- Opening Delimiter -
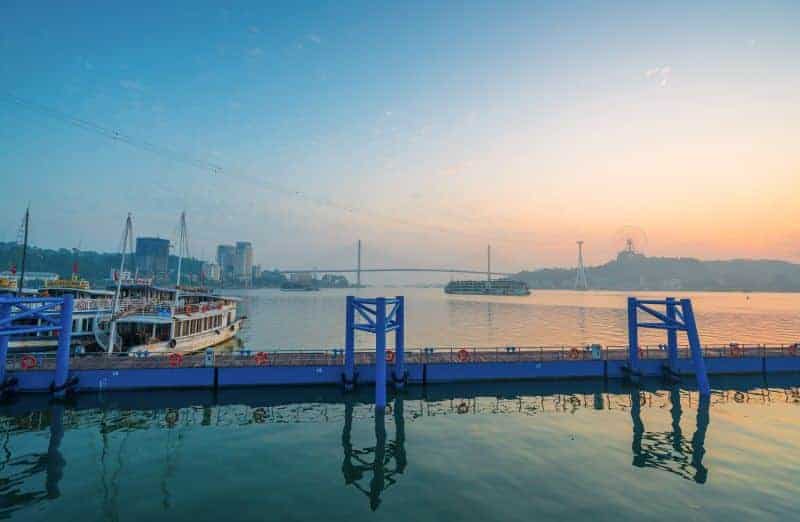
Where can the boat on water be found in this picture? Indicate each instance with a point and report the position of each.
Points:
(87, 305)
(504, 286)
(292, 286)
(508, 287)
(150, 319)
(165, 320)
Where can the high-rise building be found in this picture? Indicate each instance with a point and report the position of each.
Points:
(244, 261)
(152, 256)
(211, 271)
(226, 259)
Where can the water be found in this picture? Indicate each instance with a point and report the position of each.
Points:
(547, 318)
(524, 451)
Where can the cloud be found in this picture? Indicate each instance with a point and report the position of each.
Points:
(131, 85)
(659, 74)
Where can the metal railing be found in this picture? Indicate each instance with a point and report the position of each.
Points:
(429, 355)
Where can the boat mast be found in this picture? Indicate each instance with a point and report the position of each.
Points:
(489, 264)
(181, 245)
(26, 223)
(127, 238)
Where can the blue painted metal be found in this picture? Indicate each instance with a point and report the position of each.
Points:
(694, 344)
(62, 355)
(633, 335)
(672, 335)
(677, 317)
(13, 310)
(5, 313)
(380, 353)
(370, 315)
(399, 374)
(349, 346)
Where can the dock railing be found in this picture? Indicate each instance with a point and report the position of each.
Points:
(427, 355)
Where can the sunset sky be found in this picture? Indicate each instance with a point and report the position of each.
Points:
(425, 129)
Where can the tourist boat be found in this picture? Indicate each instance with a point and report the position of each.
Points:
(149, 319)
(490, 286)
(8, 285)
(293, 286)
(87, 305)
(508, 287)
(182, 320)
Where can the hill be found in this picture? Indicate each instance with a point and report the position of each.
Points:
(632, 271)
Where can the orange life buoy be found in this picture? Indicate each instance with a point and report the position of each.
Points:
- Closing Delimiter -
- Opening Delimiter -
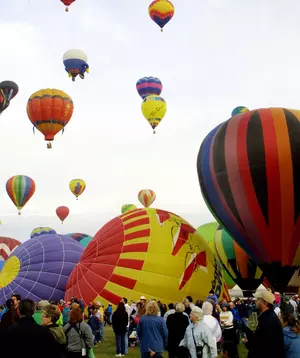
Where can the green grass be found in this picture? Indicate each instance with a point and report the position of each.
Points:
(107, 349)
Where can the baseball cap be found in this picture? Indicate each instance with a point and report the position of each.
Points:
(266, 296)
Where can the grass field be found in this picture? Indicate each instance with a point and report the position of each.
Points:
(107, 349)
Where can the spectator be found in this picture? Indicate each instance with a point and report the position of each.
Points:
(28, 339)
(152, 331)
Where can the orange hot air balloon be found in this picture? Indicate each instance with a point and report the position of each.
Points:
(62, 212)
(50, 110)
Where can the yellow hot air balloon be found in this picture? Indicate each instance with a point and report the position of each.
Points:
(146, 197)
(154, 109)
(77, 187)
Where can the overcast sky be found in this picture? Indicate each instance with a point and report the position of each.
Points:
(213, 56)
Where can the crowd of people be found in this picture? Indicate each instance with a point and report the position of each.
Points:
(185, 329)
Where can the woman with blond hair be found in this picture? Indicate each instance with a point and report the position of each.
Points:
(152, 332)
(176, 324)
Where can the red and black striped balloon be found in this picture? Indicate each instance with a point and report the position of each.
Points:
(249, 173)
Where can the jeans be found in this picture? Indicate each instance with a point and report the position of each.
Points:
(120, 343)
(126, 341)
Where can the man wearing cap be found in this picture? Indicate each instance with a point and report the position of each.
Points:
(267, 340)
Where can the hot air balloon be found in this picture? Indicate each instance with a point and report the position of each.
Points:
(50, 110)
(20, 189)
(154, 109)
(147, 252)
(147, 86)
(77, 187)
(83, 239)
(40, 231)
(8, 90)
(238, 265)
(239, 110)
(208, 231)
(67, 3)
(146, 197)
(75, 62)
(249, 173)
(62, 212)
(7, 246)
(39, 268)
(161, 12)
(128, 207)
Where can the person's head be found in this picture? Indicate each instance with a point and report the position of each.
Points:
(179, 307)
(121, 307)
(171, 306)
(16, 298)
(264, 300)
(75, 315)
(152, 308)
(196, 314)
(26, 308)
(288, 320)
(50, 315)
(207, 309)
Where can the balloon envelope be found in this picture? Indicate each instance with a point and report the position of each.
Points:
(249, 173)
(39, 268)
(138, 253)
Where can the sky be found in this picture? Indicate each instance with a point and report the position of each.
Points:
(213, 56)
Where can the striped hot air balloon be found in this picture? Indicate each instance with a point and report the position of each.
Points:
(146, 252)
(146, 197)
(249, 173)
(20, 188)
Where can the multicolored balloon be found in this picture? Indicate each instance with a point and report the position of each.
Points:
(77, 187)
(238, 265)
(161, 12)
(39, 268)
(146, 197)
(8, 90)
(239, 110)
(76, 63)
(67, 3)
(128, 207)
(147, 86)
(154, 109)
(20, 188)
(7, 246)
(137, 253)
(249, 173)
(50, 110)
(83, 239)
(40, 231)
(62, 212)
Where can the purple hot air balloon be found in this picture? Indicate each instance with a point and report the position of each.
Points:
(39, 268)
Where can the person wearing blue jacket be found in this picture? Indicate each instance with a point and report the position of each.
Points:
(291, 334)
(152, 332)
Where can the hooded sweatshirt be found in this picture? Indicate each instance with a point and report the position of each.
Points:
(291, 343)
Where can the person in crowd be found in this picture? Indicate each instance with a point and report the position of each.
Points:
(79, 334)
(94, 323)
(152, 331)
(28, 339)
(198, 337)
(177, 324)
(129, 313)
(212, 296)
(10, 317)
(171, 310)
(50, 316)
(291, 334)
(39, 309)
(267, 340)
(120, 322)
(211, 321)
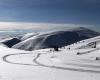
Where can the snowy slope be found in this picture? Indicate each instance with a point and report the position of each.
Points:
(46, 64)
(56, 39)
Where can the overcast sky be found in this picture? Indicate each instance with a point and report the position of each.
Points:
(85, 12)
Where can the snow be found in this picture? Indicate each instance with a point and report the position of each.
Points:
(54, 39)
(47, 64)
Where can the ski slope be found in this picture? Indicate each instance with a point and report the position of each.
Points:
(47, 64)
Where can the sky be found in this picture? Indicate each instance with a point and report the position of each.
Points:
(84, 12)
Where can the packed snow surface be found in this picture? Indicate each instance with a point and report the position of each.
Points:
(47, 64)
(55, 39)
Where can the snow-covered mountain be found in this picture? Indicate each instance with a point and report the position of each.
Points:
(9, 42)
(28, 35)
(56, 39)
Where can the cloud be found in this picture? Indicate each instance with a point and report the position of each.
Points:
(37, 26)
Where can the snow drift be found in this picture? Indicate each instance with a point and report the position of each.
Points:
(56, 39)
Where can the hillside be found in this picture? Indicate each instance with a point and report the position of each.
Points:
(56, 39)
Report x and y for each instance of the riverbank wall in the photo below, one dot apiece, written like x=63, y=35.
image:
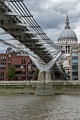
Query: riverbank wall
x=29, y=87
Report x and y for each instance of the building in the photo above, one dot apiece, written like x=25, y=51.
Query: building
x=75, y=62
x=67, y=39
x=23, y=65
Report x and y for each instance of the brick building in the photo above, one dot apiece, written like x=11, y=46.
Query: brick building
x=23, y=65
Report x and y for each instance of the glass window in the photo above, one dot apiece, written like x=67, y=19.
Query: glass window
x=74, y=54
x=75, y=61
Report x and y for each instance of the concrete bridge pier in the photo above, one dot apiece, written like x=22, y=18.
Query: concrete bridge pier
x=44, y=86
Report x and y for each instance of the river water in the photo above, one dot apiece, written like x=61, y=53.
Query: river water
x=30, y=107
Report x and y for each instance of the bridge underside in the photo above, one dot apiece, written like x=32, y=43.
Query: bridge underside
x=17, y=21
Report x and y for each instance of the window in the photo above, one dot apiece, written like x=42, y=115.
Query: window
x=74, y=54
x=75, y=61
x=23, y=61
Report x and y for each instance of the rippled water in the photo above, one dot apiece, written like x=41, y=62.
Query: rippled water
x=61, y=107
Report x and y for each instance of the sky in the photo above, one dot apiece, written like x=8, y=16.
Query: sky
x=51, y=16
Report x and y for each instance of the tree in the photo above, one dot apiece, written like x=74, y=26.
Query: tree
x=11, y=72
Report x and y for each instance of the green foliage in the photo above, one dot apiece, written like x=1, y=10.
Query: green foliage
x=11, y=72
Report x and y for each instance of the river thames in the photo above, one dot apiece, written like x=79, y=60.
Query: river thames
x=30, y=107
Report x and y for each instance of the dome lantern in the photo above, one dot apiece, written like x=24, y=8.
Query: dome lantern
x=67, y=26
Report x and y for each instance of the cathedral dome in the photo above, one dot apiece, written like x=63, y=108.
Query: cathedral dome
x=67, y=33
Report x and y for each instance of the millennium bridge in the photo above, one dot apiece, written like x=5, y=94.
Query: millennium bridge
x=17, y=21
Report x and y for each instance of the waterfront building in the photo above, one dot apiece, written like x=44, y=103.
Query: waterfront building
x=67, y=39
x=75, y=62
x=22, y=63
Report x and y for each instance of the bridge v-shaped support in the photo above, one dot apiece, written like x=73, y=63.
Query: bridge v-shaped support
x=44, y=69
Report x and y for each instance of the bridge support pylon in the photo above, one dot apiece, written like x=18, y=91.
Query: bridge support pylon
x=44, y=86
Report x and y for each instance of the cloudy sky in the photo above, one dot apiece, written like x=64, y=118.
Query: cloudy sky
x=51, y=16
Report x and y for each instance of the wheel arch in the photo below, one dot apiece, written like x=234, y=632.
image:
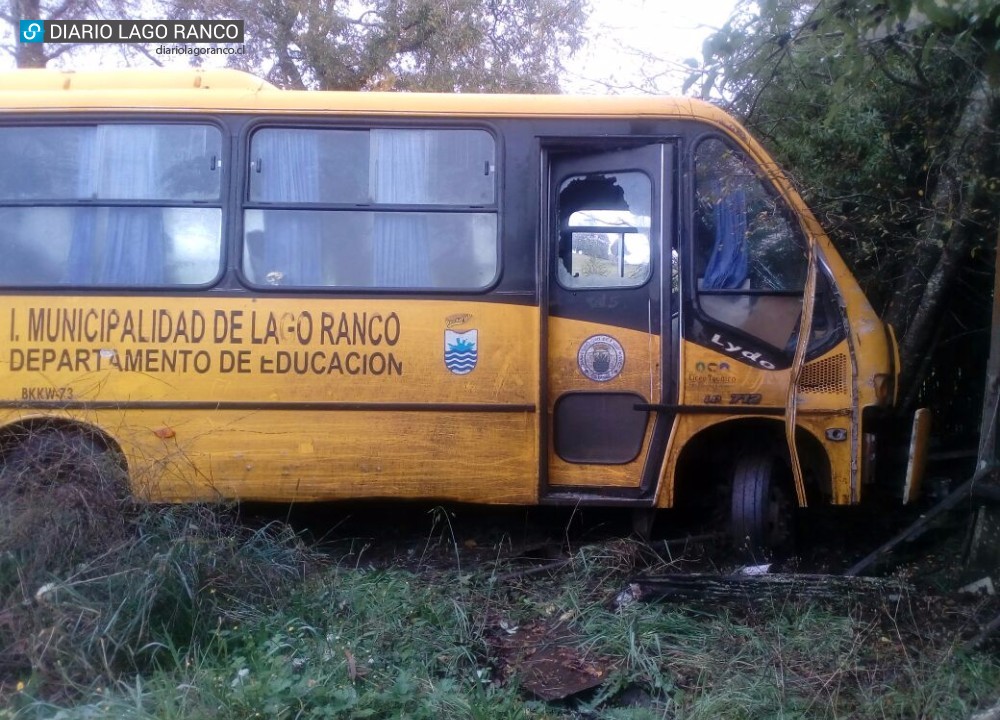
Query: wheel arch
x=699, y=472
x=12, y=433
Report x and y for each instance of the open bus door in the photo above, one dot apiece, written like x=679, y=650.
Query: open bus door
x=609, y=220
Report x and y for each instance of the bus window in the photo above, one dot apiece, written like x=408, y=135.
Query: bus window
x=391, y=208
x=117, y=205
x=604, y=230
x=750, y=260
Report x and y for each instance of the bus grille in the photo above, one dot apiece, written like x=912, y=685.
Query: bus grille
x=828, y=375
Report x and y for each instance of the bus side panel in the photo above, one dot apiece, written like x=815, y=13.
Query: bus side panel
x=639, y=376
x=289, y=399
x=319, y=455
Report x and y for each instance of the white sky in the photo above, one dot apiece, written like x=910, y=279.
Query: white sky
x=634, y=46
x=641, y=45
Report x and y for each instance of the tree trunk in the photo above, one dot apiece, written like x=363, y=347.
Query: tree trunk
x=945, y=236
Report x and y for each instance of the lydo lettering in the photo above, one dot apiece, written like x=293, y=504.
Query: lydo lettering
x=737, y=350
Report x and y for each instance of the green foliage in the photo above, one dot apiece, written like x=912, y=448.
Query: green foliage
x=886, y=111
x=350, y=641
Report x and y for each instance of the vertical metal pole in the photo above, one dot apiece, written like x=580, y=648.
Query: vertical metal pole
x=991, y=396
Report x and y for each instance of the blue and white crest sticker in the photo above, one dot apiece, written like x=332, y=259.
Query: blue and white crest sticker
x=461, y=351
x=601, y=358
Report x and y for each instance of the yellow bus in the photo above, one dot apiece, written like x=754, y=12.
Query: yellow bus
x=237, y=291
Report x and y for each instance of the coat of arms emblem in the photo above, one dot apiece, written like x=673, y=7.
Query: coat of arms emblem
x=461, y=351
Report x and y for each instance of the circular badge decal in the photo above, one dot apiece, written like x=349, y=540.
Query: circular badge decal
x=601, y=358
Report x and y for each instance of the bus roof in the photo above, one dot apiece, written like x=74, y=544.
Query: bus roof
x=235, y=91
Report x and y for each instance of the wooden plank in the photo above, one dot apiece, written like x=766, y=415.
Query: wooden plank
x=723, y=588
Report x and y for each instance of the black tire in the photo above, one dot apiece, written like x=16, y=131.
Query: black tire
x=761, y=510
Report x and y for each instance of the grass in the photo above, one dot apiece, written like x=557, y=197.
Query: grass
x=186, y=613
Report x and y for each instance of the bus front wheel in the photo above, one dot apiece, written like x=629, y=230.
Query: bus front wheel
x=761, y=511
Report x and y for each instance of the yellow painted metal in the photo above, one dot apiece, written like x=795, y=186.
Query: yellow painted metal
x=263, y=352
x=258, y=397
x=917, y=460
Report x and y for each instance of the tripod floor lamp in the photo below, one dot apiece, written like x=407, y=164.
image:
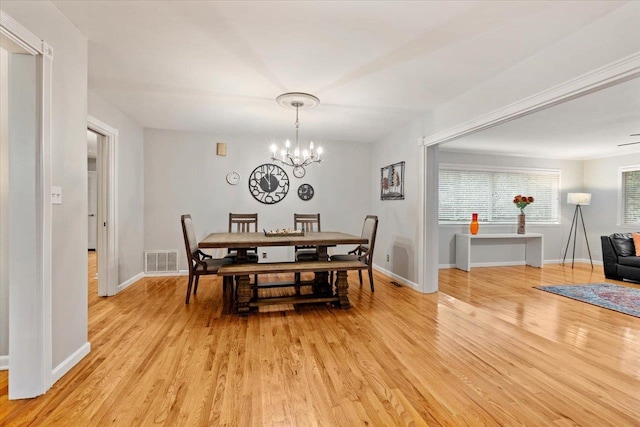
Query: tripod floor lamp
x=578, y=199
- Closing Delimiter -
» Exercise: Determine the count of lines that include the word "orange" in the listing, and state nothing but that count.

» Output of the exercise: 2